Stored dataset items
--- BEGIN ---

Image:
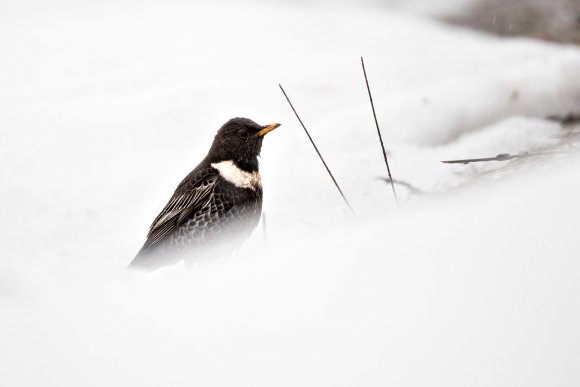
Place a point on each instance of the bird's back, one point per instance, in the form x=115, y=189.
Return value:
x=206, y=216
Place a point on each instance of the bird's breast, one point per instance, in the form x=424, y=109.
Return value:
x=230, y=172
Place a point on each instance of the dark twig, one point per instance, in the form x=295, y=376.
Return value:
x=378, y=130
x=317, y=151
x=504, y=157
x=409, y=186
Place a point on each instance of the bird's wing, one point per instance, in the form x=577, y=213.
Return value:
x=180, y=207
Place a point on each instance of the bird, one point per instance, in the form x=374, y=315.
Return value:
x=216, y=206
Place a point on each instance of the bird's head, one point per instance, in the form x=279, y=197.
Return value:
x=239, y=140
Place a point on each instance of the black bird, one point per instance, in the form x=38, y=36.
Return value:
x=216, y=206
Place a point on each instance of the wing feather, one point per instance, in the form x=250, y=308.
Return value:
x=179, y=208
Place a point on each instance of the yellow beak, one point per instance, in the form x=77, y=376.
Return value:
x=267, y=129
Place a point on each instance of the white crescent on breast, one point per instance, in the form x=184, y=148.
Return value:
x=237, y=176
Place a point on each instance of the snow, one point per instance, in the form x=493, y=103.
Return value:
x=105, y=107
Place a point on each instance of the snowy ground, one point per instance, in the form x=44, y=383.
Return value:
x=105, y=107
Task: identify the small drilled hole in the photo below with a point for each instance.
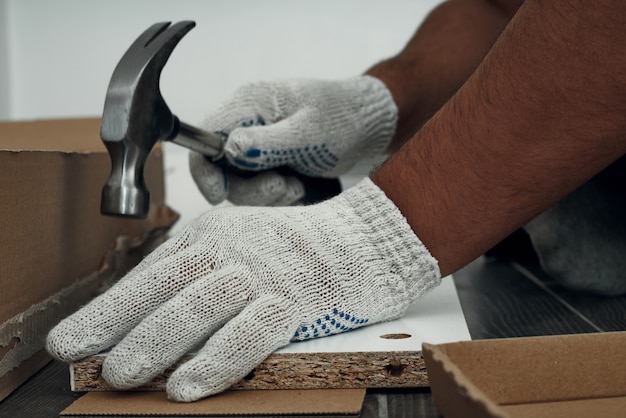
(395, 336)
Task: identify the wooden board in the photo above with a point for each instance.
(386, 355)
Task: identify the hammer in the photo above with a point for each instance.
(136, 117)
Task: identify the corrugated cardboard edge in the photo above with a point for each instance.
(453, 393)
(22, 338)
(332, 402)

--- END ---

*Given instruction:*
Rewrite all the records, substituting "Output" for every "Return value" and keeping everything else the same. Leave the pictures out of your answer.

*Result:*
Image:
Place a point on each instance of the bird's back, one point per instance, in the form x=115, y=189.
Output:
x=206, y=216
Place a point on each instance of the bird's breast, one point per instance, in the form x=424, y=109.
Output:
x=230, y=172
Place a point on each instance of the dark twig, one point per instance, in the form x=295, y=376.
Output:
x=378, y=130
x=317, y=151
x=504, y=157
x=409, y=186
Place a point on each instance of the bird's wing, one point per instance, in the form x=577, y=213.
Output:
x=180, y=207
Place a point on each instance of the bird, one point per instance, in the form x=374, y=315.
Output:
x=216, y=206
Place a point on each instance of the bird's head, one point per instance, in the form x=279, y=197.
Output:
x=239, y=140
Place a point on each instance of the black bird, one point per instance, in the form x=38, y=36.
Output:
x=216, y=206
Place a point on each instance of the wing feather, one point per instance, in the form x=250, y=308.
Output:
x=179, y=208
Place a point on each instance of the yellow beak, one point per instance, in the form x=77, y=376.
Output:
x=267, y=129
Place a point on each instance of the white crescent on breast, one point per instance, in the form x=184, y=148.
Output:
x=237, y=176
Place a point on each instance of the snow, one point per instance, in the form x=493, y=103.
Output:
x=105, y=107
Place a point on each instance of the snowy ground, one point per instance, in the form x=44, y=383.
Output:
x=105, y=107
Task: identify the small drilled hole in the photo below with a point for each instance.
(395, 336)
Task: identify the wooden board in the photo above with a point for each instance.
(386, 355)
Task: identify the hammer in the photo above with a point for each instance.
(136, 117)
Task: identify the corrugated cardboard edge in the photo above with a point for each instance.
(453, 393)
(22, 338)
(332, 402)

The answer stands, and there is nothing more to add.